Top of Extract provided

Rats have adapted so successfully to a lifestyle entwined with ours that we can hardly call them wild animals. Just like us, they are both intrepid travelers and house dwellers. Quintessential freeloaders, they eat our food, give us their diseases, live in our homes, and skulk about the premises. The more we try to beat them back, the more they are with us. From luxury liners to city sewers, if we build it, they move in.

Rats can reproduce at prodigious rates and endure incredible physical challenges. In a year, a rat can have between 30 and 80 offspring, depending on the species-one pair could generate 15,000 rats in their life span. Described as "more cunning than man," a rat can fall fifty feet with no injury (it flattens its body for resistance and lands on its feet), climb a pipe only an inch and a half in diameter, squeeze through a hole the size of a quarter, tread water for three days, dig four feet straight underground, and survive an atomic bomb test. Is it any wonder we can't get rid of them?

Bottom of Extract provided
Top of Supplied data

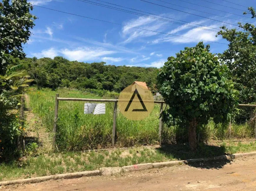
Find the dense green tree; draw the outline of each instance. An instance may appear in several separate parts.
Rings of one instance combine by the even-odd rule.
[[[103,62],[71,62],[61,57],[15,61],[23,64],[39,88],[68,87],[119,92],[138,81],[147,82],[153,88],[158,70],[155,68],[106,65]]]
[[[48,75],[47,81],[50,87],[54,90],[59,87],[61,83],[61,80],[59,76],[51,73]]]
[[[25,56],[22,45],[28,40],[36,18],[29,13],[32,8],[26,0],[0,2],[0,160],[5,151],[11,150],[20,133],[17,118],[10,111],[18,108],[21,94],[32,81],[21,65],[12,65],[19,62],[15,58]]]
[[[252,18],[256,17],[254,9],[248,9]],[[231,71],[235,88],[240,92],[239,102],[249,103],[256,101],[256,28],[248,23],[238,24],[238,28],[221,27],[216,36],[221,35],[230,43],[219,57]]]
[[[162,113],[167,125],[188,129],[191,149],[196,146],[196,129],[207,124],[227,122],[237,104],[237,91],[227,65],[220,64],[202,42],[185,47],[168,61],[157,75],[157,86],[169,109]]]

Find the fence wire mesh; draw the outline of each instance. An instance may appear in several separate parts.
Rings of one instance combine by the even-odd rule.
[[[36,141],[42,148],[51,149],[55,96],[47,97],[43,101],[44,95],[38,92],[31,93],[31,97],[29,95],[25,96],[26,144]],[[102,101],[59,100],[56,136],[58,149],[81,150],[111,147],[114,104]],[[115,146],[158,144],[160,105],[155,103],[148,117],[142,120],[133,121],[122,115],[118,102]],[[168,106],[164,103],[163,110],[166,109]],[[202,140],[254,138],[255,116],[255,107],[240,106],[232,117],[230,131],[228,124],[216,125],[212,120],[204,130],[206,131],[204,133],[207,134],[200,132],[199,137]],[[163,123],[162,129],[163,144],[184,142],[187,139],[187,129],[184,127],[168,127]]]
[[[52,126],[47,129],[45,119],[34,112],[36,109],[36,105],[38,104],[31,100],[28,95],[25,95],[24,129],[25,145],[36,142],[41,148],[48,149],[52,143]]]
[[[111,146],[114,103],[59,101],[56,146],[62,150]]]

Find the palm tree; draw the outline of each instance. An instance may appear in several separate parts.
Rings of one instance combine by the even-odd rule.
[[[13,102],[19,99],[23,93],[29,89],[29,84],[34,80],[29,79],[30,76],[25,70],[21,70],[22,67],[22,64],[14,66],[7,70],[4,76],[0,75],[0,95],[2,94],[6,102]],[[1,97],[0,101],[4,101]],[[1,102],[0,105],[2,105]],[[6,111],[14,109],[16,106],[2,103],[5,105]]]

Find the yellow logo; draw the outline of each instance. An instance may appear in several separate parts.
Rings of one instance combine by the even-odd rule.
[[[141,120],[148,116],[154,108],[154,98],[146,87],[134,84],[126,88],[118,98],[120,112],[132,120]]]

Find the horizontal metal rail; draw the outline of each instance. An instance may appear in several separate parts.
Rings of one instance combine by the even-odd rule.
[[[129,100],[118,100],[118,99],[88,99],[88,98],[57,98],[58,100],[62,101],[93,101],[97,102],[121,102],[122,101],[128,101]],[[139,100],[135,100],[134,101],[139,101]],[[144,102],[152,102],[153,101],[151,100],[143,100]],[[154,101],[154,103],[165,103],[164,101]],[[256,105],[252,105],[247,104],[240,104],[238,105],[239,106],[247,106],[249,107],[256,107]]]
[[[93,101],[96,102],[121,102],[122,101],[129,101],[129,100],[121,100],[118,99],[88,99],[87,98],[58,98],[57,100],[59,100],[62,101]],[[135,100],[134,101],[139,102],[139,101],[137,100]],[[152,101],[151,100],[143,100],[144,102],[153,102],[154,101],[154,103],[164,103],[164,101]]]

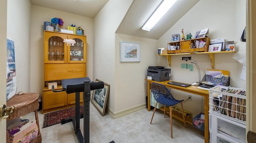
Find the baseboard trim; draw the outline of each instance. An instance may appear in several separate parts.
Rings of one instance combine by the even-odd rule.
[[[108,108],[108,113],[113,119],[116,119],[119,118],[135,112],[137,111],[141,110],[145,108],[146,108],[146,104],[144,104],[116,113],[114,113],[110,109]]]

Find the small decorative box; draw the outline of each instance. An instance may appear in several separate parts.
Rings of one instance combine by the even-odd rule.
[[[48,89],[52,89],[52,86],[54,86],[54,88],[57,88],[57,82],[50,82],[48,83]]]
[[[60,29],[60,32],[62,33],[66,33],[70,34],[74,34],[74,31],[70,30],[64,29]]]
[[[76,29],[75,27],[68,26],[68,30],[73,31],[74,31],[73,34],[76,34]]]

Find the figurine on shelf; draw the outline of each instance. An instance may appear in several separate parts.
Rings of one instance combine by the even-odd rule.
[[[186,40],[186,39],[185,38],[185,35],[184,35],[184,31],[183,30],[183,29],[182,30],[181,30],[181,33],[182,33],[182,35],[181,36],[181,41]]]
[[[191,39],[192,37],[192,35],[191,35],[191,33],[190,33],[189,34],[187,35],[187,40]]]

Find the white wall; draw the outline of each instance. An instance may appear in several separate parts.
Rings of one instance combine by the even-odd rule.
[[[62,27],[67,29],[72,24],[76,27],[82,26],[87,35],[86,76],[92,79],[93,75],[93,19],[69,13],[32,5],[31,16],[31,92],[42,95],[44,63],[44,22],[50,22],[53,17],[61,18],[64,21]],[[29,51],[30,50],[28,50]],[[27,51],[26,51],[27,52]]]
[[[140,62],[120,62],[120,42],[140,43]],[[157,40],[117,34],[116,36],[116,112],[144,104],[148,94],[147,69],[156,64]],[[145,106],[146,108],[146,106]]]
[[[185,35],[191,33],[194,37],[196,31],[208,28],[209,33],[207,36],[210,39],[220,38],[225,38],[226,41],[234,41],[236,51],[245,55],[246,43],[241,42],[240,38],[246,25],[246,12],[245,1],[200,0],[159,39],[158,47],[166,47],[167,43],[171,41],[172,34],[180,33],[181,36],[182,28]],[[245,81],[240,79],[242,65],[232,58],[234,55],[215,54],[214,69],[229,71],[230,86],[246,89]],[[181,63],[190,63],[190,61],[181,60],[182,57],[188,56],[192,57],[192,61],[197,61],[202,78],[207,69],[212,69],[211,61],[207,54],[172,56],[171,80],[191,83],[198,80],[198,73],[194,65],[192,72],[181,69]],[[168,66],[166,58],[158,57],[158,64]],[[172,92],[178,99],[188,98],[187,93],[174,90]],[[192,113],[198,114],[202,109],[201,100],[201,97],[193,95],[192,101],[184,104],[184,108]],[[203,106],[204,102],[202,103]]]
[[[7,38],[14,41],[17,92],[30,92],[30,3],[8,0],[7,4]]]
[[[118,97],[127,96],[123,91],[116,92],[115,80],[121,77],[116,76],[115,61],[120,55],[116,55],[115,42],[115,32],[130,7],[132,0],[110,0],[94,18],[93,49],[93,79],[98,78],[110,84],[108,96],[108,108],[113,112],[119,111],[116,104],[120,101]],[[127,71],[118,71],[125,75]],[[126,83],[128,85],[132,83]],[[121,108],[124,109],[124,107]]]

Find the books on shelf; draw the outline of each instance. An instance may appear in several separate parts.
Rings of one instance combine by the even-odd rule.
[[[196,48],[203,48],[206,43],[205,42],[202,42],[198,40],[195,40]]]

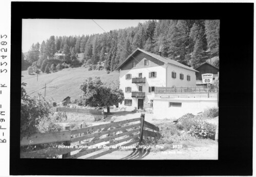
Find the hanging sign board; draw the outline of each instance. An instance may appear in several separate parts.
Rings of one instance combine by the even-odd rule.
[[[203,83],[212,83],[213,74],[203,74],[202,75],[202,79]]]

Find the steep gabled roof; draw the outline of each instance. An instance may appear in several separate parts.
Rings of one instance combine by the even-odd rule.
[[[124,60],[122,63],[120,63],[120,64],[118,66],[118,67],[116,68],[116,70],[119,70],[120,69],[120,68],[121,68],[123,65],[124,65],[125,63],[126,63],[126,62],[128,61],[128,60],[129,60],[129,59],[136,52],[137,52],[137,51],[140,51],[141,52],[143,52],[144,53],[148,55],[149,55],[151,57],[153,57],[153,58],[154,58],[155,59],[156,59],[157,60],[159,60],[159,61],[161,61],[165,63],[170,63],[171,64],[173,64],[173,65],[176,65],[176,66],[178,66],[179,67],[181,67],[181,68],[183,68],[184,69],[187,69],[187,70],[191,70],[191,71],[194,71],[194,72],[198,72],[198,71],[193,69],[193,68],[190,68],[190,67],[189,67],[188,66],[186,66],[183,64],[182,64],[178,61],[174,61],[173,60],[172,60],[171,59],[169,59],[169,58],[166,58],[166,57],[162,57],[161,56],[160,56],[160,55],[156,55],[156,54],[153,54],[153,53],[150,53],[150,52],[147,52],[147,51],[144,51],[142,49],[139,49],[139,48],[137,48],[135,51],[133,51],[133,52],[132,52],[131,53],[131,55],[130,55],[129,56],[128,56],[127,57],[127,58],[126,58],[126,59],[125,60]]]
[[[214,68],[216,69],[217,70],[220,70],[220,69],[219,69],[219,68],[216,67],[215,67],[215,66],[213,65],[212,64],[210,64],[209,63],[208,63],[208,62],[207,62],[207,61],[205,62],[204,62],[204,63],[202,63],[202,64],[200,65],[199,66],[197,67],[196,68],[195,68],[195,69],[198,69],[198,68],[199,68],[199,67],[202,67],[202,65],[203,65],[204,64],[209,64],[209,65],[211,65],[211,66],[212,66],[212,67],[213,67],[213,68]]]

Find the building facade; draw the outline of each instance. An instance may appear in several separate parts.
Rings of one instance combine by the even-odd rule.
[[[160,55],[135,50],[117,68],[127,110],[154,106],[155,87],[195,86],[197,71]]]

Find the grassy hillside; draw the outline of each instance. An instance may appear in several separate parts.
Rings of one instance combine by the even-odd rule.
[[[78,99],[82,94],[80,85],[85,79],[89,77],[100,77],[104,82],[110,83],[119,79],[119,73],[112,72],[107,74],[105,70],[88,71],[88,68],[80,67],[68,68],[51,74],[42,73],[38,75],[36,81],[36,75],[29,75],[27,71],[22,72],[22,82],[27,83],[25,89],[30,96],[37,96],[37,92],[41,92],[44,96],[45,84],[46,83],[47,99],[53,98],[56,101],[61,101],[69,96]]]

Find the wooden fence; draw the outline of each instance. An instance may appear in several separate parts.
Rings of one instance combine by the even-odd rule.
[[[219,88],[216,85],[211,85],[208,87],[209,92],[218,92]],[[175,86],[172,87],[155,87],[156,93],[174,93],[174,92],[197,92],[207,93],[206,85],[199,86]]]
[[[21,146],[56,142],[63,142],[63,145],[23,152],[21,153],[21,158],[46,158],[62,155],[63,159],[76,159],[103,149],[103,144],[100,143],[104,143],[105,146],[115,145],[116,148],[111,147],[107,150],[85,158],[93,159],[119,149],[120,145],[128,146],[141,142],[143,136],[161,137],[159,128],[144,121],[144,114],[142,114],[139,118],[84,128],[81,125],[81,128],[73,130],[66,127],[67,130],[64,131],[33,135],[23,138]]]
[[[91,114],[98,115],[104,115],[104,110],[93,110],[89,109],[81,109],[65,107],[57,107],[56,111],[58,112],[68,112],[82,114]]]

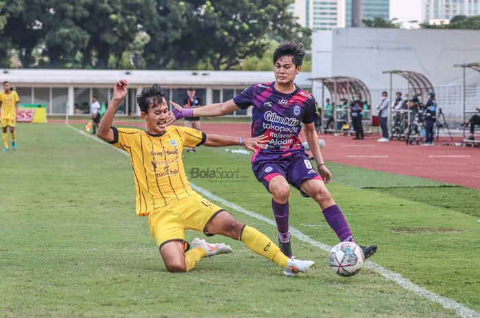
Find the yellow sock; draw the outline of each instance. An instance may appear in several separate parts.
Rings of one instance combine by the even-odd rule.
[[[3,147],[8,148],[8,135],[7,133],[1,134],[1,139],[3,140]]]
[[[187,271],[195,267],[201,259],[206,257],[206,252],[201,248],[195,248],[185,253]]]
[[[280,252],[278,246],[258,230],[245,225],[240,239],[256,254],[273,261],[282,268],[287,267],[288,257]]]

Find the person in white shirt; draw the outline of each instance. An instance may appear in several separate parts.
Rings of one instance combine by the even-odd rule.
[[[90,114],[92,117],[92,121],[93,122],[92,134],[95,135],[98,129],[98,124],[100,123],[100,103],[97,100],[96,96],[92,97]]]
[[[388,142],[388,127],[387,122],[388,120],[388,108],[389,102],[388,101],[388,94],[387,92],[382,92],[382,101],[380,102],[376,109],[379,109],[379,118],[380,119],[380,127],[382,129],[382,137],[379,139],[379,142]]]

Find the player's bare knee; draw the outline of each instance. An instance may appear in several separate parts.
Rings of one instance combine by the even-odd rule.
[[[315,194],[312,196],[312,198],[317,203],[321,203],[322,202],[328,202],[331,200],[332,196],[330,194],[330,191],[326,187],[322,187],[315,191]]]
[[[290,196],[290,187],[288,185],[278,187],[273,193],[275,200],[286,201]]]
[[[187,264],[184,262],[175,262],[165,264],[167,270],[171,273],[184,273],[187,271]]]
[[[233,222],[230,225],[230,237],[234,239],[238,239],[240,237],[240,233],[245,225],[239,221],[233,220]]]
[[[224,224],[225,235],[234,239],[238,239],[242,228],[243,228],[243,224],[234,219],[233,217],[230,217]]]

Bottom of Supplied data

Task to carry out: Decide whether each statement agrees with the passage about rats above, answering yes or no and quoting the words of the passage that settle it. (a) A rat can fall fifty feet without being hurt. (b) A rat can tread water for a week. (c) In one year a rat can have as many as 80 offspring.

Answer to the exercise:
(a) Yes: "a rat can fall fifty feet with no injury"
(b) No: "tread water for three days"
(c) Yes: "In a year, a rat can have between 30 and 80 offspring"